» Goal
In the interview about how the show is directed, why does Burt Dubrow say the hosts are easy to move along to the next topic during the broadcast? Answer in one to three sentences.

» Given text
[BEGIN]
I’m curious about the direction of a show like this. Obviously, you have some pre-selected topics that you’re going to touch on in an hour. And then this is sometimes cut down to half an hour for some stations. Is the director kind of nudging this along or when the conversation lags a little or are they kind of flagging or let’s move on to the next topic, or is it all living with the host? The shot clock starts, and they just go to the end?

Burt Dubrow: Well, they’re not that good. No, here’s the way it works. At 6:30 in the morning, we do a call with myself and our executive producer and the producers, and we literally choose the topics that morning. So, at 6:30 this morning, we chose the topics. The producers pitched them to us, and then we decide what the show is going to be at that point. We’re off the phone. The producers get to work. We all figure out how we’re going to do this.

8:15 we get on a call with the talent. We tell them what it is. They throw their two cents in and then we have a production meeting a half hour before in person with everybody. And that’s how it works.

As far as on the air is concerned. Sure, we move it along when we feel we need to move it along. Absolutely. But generally speaking, it’s their thing up there. It’s not really our thing. But, you know, they’ll be the first ones to say, hey, tell us when you want us to move it along and get to the next topic. They’re a breeze that way. There is not a lot of ego there. And that’s very, very unique, very unique. And that’s how it’s done.
[END]
» Collected material
[BEGIN]
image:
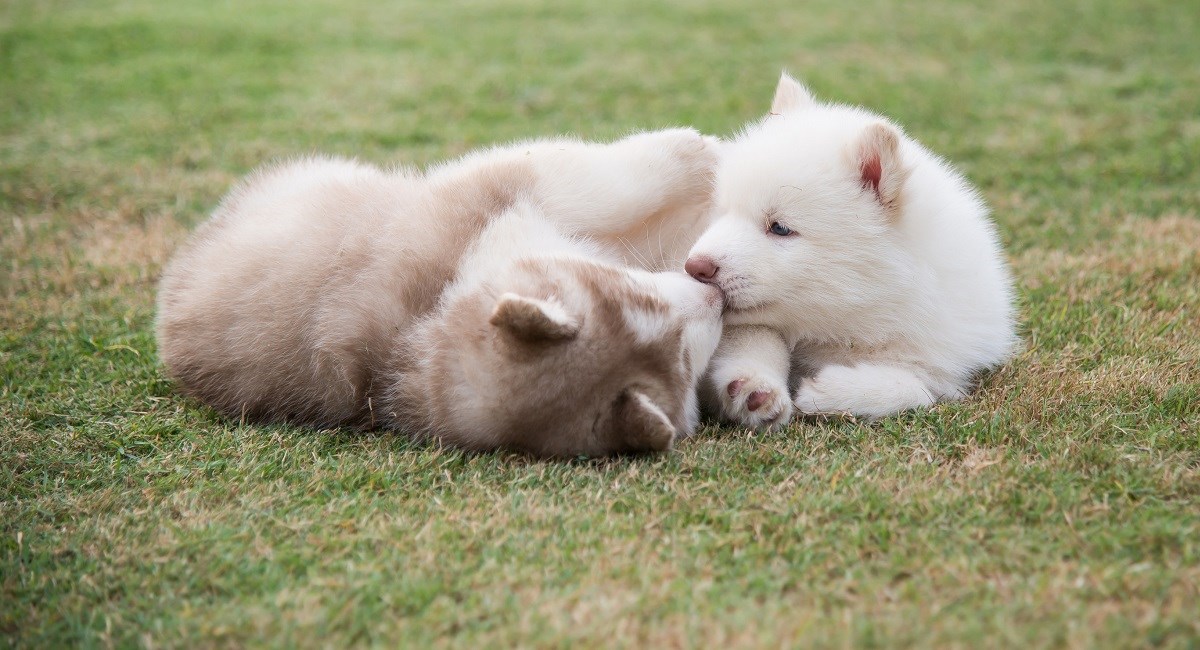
[END]
» Exercise answer
The hosts themselves ask to be told when the producers want them to move on to the next topic. Dubrow says there is not a lot of ego among them, which makes them "a breeze" to work with in that way.